◆ **WHAT IS ASKED**
A - What is the Spanish for this sentence from the Glengarry Glen Ross scene passage: "None of them want to be there, as they’re currently involved in a sales competition where the winner gets a new Cadillac."?
B - Could you reproduce the Glengarry Glen Ross scene passage from "(Blake produces a" to "You laughing now?", word for word?

◆ **PASSAGE PROVIDED**
'''
Here’s the setup for the scene:

On a rainy night, the salesmen have been called to a meeting ordered by the oft-mentioned heads of the company, Mitch and Murray. None of them want to be there, as they’re currently involved in a sales competition where the winner gets a new Cadillac. The current top salesman, Ricky Roma (Al Pacino), doesn’t bother to attend, as he’s across the street at a Chinese restaurant schmoozing a potential client. A BMW is parked in front of the office, belonging to whoever is conducting the meeting.

Now let’s meet the players:

Now let’s take a look at the memorable scene from Glengarry Glen Ross

Blake: Let me have your attention for a moment. ‘Cause you’re talkin’ about what…you’re talkin’ ’bout…bitchin’ about that sale you shot, some son of a bitch don’t want to buy land, somebody don’t want what you’re selling, some broad you’re trying to screw, so forth, let’s talk about something important.

(to Williamson) Are they all here?

John Williamson: All but one.

Blake: Well, I’m going anyway. Let’s talk about something important.

(Blake eyes Shelley Levine as the veteran salesman pours himself a cup of coffee.)

Put…that…coffee…down. Coffee’s for closer’s only.

(Levine gives Blake a look of amazement.)

You think I’m fuckin’ with you? I am not fuckin’ with you.
I’m here from downtown. I’m here from Mitch and Murray. And I’m here on a mission of mercy.

Your name’s Levine?

Shelley Levine: Yeah.

Blake: You call yourself a salesman, you son of a bitch?

Dave Moss (getting up from his desk): I don’t gotta listen to this shit.

Baldwin: You certainly don’t pal, ’cause the good news is you’re fired.

The bad news is you got, all you got, just one week to regain your job, starting with tonight, starting with tonight’s sits.

Oh, have I got your attention now?

Good. ‘Cause we’re adding a little something to this month’s sale contest. As you all know, first prize is a Cadillac El Dorado. Anybody want to see second prize?

(Blake produces a set of steak knives from his case.)

Second prize is a set of steak knives.

Third prize is you’re fired.

You get the picture? You laughing now?

You got leads. Mitch and Murray paid good money. Get their names to sell them. You can’t close the leads you’re given, you can’t close shit, you are shit. Hit the bricks pal and beat it, ’cause you are going out.

Levine: The leads are weak.
'''
◆ **STORED DATA**
'''
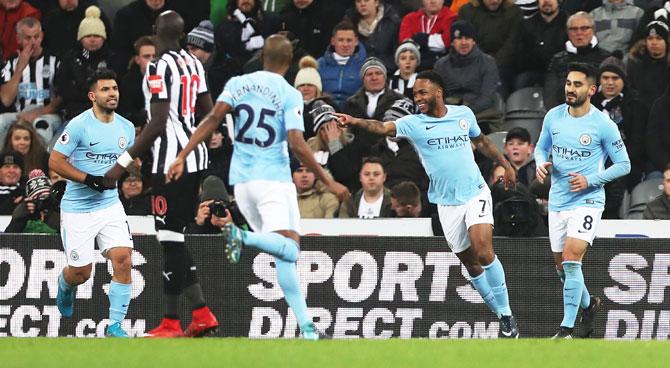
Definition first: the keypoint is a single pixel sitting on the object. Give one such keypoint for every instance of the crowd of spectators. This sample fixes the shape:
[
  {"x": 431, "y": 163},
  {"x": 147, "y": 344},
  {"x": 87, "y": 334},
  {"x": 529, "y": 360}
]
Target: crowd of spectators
'''
◆ **COMPLETED EXERCISE**
A - Ninguno de ellos quiere estar allí, ya que actualmente participan en un concurso de ventas en el que el ganador se lleva un Cadillac nuevo.

B -
(Blake produces a set of steak knives from his case.)

Second prize is a set of steak knives.

Third prize is you’re fired.

You get the picture? You laughing now?